# [Data for this exercise]
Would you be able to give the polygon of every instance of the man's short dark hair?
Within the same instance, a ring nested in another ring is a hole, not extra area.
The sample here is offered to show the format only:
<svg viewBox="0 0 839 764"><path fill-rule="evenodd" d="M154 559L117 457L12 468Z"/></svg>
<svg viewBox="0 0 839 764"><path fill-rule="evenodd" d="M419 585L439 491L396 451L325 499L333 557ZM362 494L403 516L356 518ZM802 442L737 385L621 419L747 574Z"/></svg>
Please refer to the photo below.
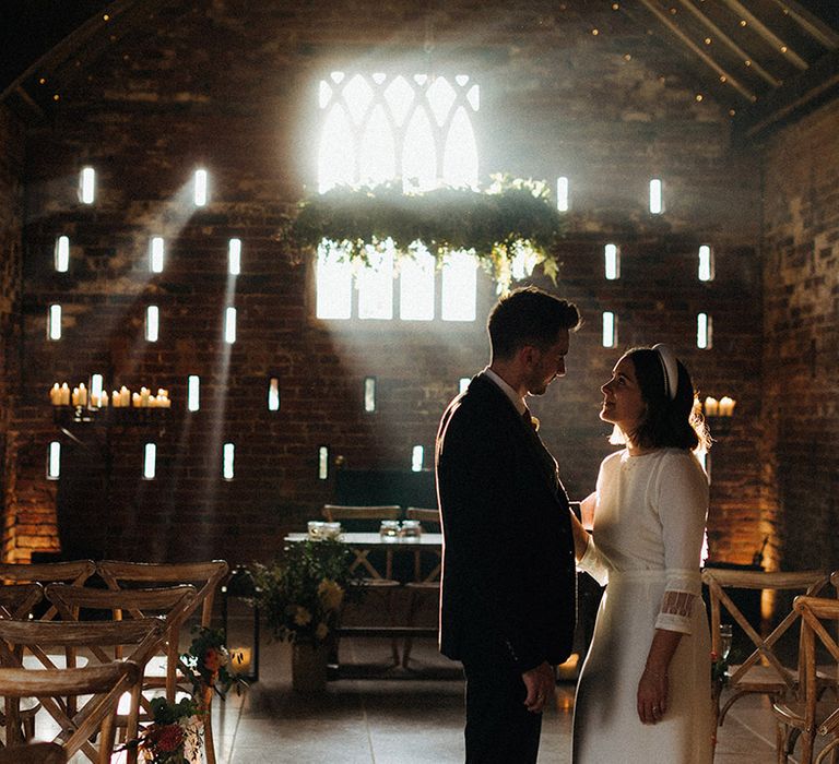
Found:
<svg viewBox="0 0 839 764"><path fill-rule="evenodd" d="M493 358L504 359L512 358L524 345L545 349L556 343L562 330L574 331L579 325L580 311L574 302L534 286L501 297L486 322Z"/></svg>

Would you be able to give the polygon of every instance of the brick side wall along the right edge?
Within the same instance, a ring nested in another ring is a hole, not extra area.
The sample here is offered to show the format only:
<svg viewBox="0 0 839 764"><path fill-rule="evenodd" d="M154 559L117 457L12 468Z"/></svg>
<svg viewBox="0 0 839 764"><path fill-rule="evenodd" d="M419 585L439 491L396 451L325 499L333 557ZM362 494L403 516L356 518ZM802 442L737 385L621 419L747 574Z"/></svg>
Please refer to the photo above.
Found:
<svg viewBox="0 0 839 764"><path fill-rule="evenodd" d="M839 104L768 141L764 526L787 568L839 563Z"/></svg>

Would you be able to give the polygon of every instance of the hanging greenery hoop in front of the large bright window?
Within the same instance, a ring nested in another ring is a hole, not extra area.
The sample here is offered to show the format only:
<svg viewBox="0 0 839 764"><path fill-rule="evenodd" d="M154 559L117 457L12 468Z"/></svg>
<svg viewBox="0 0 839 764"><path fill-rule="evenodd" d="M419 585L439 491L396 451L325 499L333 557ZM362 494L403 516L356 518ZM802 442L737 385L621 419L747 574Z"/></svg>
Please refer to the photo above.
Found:
<svg viewBox="0 0 839 764"><path fill-rule="evenodd" d="M530 276L536 266L556 282L556 243L563 230L544 181L495 175L486 191L439 188L403 193L401 183L335 187L300 202L281 235L309 252L326 240L342 256L364 265L385 247L404 258L414 256L422 246L438 265L449 252L466 251L504 293L513 278Z"/></svg>

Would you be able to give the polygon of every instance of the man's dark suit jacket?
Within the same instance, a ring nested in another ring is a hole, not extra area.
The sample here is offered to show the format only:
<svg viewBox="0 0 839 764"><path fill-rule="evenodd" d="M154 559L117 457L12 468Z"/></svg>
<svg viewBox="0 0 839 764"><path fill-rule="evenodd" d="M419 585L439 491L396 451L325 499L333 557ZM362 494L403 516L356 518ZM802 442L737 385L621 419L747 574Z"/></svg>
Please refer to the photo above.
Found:
<svg viewBox="0 0 839 764"><path fill-rule="evenodd" d="M568 498L556 463L484 374L451 402L437 434L444 533L440 650L487 643L527 671L569 655L576 577Z"/></svg>

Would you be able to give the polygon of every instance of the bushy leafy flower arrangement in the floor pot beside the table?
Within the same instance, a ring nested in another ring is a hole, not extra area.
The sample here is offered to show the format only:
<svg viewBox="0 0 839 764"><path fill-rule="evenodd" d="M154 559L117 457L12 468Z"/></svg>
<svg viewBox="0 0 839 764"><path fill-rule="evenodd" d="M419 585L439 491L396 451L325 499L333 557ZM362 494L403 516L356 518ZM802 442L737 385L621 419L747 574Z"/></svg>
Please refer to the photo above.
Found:
<svg viewBox="0 0 839 764"><path fill-rule="evenodd" d="M256 597L274 637L318 646L338 625L343 604L361 587L355 554L338 539L288 545L272 564L253 565Z"/></svg>

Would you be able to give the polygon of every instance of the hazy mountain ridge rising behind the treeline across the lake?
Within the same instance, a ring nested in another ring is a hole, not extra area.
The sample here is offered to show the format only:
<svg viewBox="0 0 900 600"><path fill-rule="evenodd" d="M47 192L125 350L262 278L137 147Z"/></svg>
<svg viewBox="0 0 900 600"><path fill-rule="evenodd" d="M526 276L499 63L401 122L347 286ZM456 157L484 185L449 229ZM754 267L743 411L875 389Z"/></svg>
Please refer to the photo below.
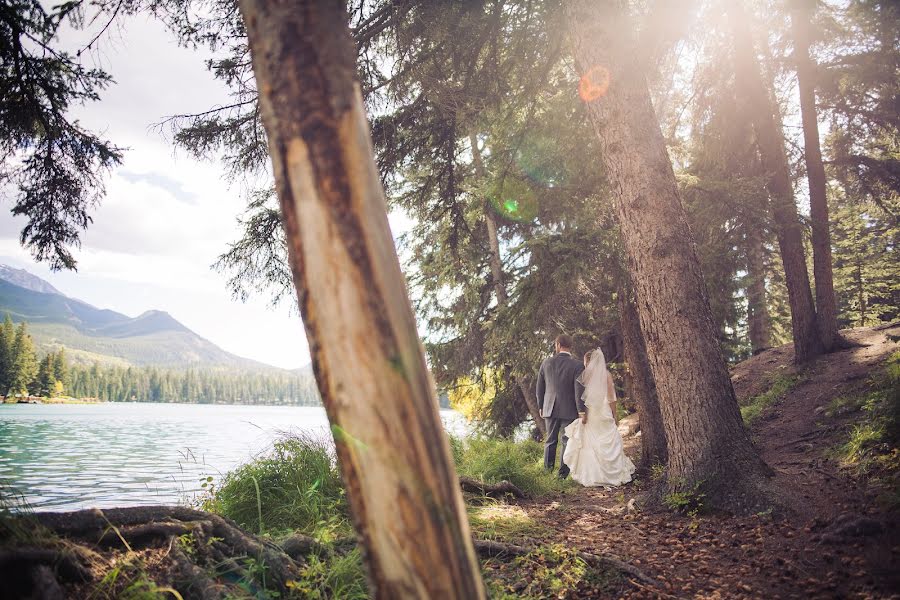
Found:
<svg viewBox="0 0 900 600"><path fill-rule="evenodd" d="M77 362L280 370L226 352L169 313L149 310L129 317L97 308L25 270L0 265L0 314L4 312L15 322L27 321L39 346L65 346Z"/></svg>

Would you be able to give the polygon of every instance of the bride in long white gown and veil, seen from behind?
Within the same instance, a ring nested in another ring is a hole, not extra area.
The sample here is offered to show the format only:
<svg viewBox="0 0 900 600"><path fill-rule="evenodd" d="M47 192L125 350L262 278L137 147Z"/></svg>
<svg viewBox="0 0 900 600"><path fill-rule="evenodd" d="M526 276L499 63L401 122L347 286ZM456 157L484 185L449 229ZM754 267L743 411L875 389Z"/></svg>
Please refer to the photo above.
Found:
<svg viewBox="0 0 900 600"><path fill-rule="evenodd" d="M634 463L622 449L622 436L613 416L616 389L598 348L584 355L581 375L584 404L580 419L566 427L569 443L563 455L572 479L584 486L616 486L631 481Z"/></svg>

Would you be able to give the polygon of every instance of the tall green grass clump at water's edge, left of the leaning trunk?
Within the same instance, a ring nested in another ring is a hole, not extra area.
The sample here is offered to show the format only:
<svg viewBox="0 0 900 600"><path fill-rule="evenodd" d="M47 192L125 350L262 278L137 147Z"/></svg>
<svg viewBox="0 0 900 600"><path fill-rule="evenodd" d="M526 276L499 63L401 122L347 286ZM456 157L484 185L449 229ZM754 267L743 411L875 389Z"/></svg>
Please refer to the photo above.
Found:
<svg viewBox="0 0 900 600"><path fill-rule="evenodd" d="M327 441L289 436L226 474L204 509L260 533L300 530L328 540L349 531L344 487Z"/></svg>

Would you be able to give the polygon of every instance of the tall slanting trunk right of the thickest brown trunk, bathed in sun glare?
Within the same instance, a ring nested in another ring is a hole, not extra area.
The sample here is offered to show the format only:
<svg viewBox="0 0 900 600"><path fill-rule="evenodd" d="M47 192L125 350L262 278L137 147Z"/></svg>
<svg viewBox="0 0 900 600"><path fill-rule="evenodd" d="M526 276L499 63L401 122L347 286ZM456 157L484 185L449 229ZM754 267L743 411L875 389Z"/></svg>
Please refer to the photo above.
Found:
<svg viewBox="0 0 900 600"><path fill-rule="evenodd" d="M768 181L775 234L784 265L784 279L791 305L791 328L794 356L806 362L822 353L822 342L816 324L816 309L809 286L806 257L803 251L803 228L794 203L790 168L784 150L784 136L776 120L778 113L763 81L747 15L740 0L726 3L734 33L735 77L738 98L744 113L753 124L762 168Z"/></svg>

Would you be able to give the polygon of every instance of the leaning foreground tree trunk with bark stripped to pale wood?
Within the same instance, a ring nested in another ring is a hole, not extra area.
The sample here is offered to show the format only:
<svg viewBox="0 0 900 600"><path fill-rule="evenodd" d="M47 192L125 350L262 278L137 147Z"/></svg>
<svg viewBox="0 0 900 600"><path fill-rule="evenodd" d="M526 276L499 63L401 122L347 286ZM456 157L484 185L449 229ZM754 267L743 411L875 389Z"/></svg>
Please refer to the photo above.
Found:
<svg viewBox="0 0 900 600"><path fill-rule="evenodd" d="M240 0L313 369L372 591L483 598L343 4Z"/></svg>

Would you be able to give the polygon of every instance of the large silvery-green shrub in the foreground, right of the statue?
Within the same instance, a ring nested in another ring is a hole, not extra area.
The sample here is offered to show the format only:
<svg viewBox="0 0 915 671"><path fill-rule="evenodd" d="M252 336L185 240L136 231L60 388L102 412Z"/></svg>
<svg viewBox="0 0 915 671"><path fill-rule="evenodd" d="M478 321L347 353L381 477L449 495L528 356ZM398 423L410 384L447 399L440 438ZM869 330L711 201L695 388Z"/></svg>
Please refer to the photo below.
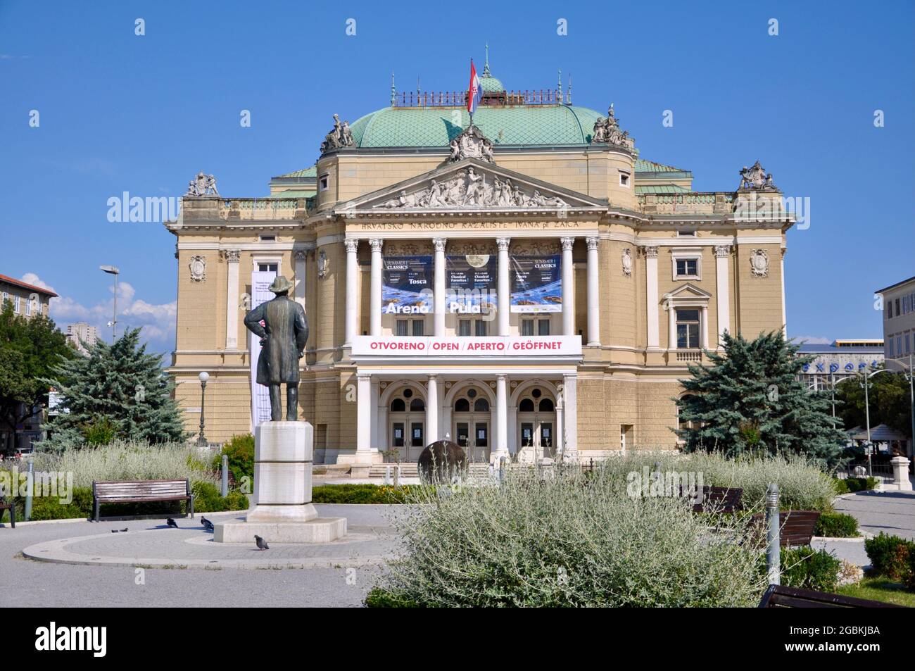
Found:
<svg viewBox="0 0 915 671"><path fill-rule="evenodd" d="M425 606L759 601L765 577L746 517L694 514L679 498L633 498L617 465L543 480L510 473L501 486L457 492L417 488L420 505L394 517L403 547L382 589Z"/></svg>

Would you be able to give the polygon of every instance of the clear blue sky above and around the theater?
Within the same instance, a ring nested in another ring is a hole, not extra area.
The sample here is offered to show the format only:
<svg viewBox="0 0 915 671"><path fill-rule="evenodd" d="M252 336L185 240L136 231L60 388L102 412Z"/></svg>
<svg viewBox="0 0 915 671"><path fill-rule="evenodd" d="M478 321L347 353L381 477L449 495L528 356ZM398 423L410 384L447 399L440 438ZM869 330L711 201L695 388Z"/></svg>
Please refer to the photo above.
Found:
<svg viewBox="0 0 915 671"><path fill-rule="evenodd" d="M392 71L399 90L417 77L458 90L489 41L507 88L571 73L574 103L615 103L641 157L692 170L694 189L734 189L759 159L787 196L810 199L810 227L788 237L789 334L878 338L873 291L915 275L913 26L909 0L0 0L0 274L53 287L61 325L103 325L112 291L97 268L118 265L120 323L168 352L175 239L159 223L108 222L109 198L178 196L199 169L223 195L263 195L271 176L315 161L331 114L388 104Z"/></svg>

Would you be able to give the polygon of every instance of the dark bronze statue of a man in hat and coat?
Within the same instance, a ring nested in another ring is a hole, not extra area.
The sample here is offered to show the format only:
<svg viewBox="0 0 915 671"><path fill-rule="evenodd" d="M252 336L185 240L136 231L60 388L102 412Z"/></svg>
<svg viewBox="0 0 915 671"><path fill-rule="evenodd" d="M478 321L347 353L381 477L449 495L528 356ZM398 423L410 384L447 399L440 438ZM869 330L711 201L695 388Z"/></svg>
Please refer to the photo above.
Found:
<svg viewBox="0 0 915 671"><path fill-rule="evenodd" d="M286 421L298 417L298 360L305 353L308 322L305 308L289 299L292 282L277 276L270 290L273 300L257 306L244 317L248 330L261 338L261 355L257 360L257 384L270 387L270 418L280 420L280 384L286 385ZM261 322L264 326L261 326Z"/></svg>

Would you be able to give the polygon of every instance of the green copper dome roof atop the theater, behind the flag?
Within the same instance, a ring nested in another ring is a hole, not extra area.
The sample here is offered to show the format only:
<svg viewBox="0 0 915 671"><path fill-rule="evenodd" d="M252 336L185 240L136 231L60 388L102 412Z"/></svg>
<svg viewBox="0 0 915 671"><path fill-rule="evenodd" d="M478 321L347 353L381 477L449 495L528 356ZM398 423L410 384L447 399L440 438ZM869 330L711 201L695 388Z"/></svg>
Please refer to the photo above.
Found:
<svg viewBox="0 0 915 671"><path fill-rule="evenodd" d="M487 80L499 82L493 77L482 81ZM587 145L598 116L574 105L480 105L473 124L494 145ZM385 107L366 114L350 129L359 147L446 147L469 124L464 107Z"/></svg>

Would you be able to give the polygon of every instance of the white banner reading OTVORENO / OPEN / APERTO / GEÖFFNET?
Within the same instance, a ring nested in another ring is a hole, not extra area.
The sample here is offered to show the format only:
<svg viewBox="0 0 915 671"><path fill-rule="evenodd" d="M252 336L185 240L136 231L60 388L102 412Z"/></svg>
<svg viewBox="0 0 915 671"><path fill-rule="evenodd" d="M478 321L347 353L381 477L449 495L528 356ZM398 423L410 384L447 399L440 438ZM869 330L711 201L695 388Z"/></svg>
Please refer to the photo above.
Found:
<svg viewBox="0 0 915 671"><path fill-rule="evenodd" d="M356 336L352 356L425 358L581 356L581 336Z"/></svg>

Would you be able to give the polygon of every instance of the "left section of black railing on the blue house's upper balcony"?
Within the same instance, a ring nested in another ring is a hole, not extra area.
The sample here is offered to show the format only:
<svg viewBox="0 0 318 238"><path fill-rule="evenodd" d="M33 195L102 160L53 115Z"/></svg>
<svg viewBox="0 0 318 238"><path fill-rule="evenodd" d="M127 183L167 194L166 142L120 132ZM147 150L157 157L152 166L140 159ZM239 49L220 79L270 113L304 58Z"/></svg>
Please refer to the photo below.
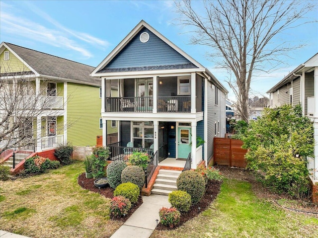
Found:
<svg viewBox="0 0 318 238"><path fill-rule="evenodd" d="M153 97L106 97L106 112L153 112Z"/></svg>

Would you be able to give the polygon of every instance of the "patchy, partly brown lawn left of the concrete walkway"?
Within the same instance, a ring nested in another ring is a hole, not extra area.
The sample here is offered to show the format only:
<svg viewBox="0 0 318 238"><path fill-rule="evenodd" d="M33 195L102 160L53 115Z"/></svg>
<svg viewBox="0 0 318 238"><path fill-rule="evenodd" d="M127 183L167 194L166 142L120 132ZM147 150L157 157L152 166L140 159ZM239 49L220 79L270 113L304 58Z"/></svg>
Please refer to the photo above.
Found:
<svg viewBox="0 0 318 238"><path fill-rule="evenodd" d="M78 185L83 170L82 162L75 162L0 181L0 230L32 238L110 237L122 223L109 219L109 198Z"/></svg>

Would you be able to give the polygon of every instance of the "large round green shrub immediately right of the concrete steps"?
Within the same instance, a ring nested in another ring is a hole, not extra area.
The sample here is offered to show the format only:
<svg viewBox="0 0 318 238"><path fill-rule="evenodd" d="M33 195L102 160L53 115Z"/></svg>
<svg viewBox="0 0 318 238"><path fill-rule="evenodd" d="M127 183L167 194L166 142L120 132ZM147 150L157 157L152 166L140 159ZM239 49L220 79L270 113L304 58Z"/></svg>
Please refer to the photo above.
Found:
<svg viewBox="0 0 318 238"><path fill-rule="evenodd" d="M187 170L177 178L177 188L190 194L192 204L197 204L204 195L205 181L197 172Z"/></svg>

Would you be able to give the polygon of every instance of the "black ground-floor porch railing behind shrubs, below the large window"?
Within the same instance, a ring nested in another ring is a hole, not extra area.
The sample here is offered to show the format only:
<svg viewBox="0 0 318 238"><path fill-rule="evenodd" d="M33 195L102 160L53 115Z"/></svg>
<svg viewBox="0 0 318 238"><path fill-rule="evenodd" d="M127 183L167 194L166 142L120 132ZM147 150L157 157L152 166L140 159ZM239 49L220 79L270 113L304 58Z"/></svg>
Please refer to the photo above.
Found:
<svg viewBox="0 0 318 238"><path fill-rule="evenodd" d="M126 146L120 146L121 142L116 142L107 145L110 152L109 160L115 161L115 160L123 160L128 161L129 155L132 155L134 152L144 152L147 153L150 158L154 155L154 149L149 148L137 148L137 147L126 147Z"/></svg>

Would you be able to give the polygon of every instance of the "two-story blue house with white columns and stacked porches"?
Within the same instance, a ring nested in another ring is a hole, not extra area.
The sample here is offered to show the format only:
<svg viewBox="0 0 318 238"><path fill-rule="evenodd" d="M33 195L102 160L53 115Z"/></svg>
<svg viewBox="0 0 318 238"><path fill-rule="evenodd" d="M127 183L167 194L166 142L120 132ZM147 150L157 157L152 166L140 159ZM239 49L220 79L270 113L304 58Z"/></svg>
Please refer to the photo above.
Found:
<svg viewBox="0 0 318 238"><path fill-rule="evenodd" d="M196 168L213 157L213 138L225 136L227 89L143 20L91 76L102 79L102 123L119 121L119 143L109 145L103 126L103 145L113 159L126 159L127 151L141 148L157 152L159 162L191 153L191 168ZM111 96L113 83L118 97ZM203 147L192 143L197 137L205 141Z"/></svg>

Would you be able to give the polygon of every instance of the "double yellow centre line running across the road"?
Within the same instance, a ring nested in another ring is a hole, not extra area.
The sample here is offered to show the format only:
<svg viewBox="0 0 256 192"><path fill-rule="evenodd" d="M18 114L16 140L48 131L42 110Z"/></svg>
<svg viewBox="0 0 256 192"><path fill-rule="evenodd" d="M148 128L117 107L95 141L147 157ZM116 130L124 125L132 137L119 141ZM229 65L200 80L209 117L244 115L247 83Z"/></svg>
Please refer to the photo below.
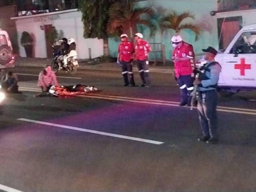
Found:
<svg viewBox="0 0 256 192"><path fill-rule="evenodd" d="M35 88L27 88L27 87L20 87L20 88L21 88L21 90L24 90L24 91L41 92L40 89L35 89ZM133 103L144 103L144 104L179 107L179 102L174 102L174 101L163 101L163 100L143 99L143 98L134 98L134 97L111 96L111 95L101 95L101 94L91 94L91 93L88 93L86 95L76 95L76 96L77 97L96 98L96 99L116 100L116 101L127 101L127 102L133 102ZM190 108L190 107L185 107L185 108ZM254 110L254 109L217 106L217 111L237 113L237 114L245 114L245 115L255 115L256 116L256 110Z"/></svg>

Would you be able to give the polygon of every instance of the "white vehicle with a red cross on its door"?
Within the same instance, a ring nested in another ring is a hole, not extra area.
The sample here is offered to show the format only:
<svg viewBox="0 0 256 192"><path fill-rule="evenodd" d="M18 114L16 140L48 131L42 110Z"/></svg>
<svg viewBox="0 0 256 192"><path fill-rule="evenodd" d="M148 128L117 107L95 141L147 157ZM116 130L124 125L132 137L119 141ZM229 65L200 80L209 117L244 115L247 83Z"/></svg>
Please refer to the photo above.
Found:
<svg viewBox="0 0 256 192"><path fill-rule="evenodd" d="M256 24L244 26L215 59L222 67L218 82L222 95L256 89Z"/></svg>

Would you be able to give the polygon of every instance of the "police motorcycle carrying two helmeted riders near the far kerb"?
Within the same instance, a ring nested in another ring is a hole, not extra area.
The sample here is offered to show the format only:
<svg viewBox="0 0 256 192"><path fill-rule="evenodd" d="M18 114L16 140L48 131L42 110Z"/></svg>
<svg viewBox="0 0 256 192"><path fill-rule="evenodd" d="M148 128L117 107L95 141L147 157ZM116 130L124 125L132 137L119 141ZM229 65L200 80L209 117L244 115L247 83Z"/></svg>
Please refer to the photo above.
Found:
<svg viewBox="0 0 256 192"><path fill-rule="evenodd" d="M60 57L62 54L61 51L53 51L54 59L51 63L52 70L54 73L57 73L59 71L59 64L58 64L58 57ZM65 58L66 55L64 55L64 60L66 59L67 65L64 65L64 62L61 63L62 69L66 72L69 72L70 74L76 74L77 68L79 67L77 56Z"/></svg>

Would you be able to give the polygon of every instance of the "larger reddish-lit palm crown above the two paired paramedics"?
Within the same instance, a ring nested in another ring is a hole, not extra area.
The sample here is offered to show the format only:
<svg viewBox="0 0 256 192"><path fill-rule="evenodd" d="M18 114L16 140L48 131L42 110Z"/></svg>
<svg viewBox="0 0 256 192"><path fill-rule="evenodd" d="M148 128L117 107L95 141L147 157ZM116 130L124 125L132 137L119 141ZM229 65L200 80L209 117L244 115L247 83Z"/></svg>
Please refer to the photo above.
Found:
<svg viewBox="0 0 256 192"><path fill-rule="evenodd" d="M112 35L128 33L132 37L136 25L144 24L150 28L151 35L153 35L157 26L149 18L151 12L150 8L135 7L134 0L116 2L109 9L107 32ZM142 18L142 15L147 16L147 18Z"/></svg>

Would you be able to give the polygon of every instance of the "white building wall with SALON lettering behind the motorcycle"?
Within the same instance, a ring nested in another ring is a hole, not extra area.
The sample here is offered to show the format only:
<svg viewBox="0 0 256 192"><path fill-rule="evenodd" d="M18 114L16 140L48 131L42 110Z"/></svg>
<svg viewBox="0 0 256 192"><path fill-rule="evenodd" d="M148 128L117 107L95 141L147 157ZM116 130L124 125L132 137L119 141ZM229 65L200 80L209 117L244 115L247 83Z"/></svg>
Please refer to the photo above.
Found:
<svg viewBox="0 0 256 192"><path fill-rule="evenodd" d="M68 10L55 13L40 14L34 16L24 16L11 18L15 19L18 31L19 51L21 57L26 57L24 47L20 44L23 31L29 32L35 39L34 56L36 58L46 58L45 32L40 26L52 24L59 33L59 39L74 38L77 43L77 54L79 59L88 59L88 49L91 48L92 58L103 55L103 39L84 39L83 23L81 22L81 12Z"/></svg>

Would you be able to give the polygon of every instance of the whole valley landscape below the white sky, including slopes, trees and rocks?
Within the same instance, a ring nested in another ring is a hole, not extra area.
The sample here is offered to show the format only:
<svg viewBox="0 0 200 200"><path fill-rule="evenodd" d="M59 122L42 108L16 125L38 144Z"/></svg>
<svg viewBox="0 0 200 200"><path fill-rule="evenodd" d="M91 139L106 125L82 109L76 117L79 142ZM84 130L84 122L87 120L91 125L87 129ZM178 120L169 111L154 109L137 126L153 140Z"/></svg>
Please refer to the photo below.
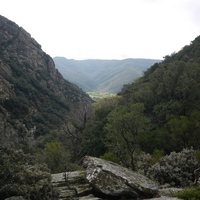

# [Task prompt]
Looking through the data above, copy out each line in which the string "leaning" occurs.

# [Response]
Would you be able to give the polygon of every instance of the tall green grass clump at water's edge, left of the leaning trunk?
Would you be able to give the polygon of every instance of the leaning foreground tree trunk with bark stripped to pale wood?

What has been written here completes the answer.